Complete the following »
a) Return the passage of the short-text topic modeling page from "model = topica.PT(num_topics=20, num_pseudo=100, seed=1)" up to and including "every other model.", copied character for character.
b) Condense the paragraph of the short-text topic modeling page that begins "The Gibbs Sampling Dirichlet Multinomial Mixture" into fewer words, keeping its main facts.

Skip to content

Short text

Tweets, headlines, search queries, and open-ended survey answers break standard LDA: documents are too short for a stable mixture of topics to be estimated. topica has two models built for this regime.

GSDMM — one topic per document

The Gibbs Sampling Dirichlet Multinomial Mixture, a.k.a. the Movie Group Process (Yin & Wang 2014), assumes each short document belongs to a single topic. You give it an upper bound K; empty clusters die out during sampling, so it effectively infers the number of topics.

import topica

model = topica.GSDMM(num_topics=30, seed=1)     # 30 is the MAX number of clusters
model.fit(short_docs, iters=30)

print(model.num_topics, "clusters used")    # usually far fewer than 30
model.top_words(8)
model.doc_cluster                            # one cluster id per document

topic_word and doc_topic cover only the non-empty clusters; doc_cluster gives the hard assignment, since GSDMM places each document in exactly one group.

PT — pseudo-document aggregation

The Pseudo-document Topic model (Zuo et al. 2016) aggregates short texts into a smaller set of pseudo-documents, recovering the longer-document statistics LDA needs while still mixing topics within a text.

model = topica.PT(num_topics=20, num_pseudo=100, seed=1)
model.fit(short_docs, iters=1000)

Which to use

  • GSDMM when each short text is plausibly about one thing (most tweets, most survey answers) and you want the model to find how many groups there are.
  • PT when texts may still blend a few topics and you want LDA-style mixed membership that holds up on short texts.

Both feed the same diagnostics and validation as every other model.

Data supplied »
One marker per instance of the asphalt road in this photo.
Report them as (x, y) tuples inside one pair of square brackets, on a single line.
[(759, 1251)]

--

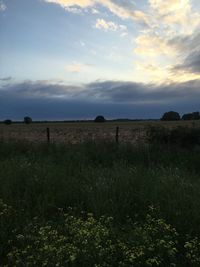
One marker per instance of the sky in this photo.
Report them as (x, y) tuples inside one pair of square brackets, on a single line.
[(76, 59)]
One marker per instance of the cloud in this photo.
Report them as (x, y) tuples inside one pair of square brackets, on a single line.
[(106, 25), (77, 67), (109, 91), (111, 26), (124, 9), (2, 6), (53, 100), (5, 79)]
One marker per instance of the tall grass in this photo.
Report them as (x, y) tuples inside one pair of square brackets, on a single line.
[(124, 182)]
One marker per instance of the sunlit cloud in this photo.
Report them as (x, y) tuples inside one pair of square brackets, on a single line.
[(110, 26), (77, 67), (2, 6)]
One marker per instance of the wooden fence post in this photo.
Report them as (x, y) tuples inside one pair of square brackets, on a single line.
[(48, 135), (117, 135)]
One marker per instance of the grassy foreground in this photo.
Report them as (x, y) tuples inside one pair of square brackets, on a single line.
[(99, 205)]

Per-task answers »
a)
model = topica.PT(num_topics=20, num_pseudo=100, seed=1)
model.fit(short_docs, iters=1000)

Which to use

  • GSDMM when each short text is plausibly about one thing (most tweets, most survey answers) and you want the model to find how many groups there are.
  • PT when texts may still blend a few topics and you want LDA-style mixed membership that holds up on short texts.

Both feed the same diagnostics and validation as every other model.

b) GSDMM, also called the Movie Group Process (Yin & Wang 2014), assumes each short document has a single topic. Given an upper bound K, it lets empty clusters die out during sampling and so effectively infers the number of topics.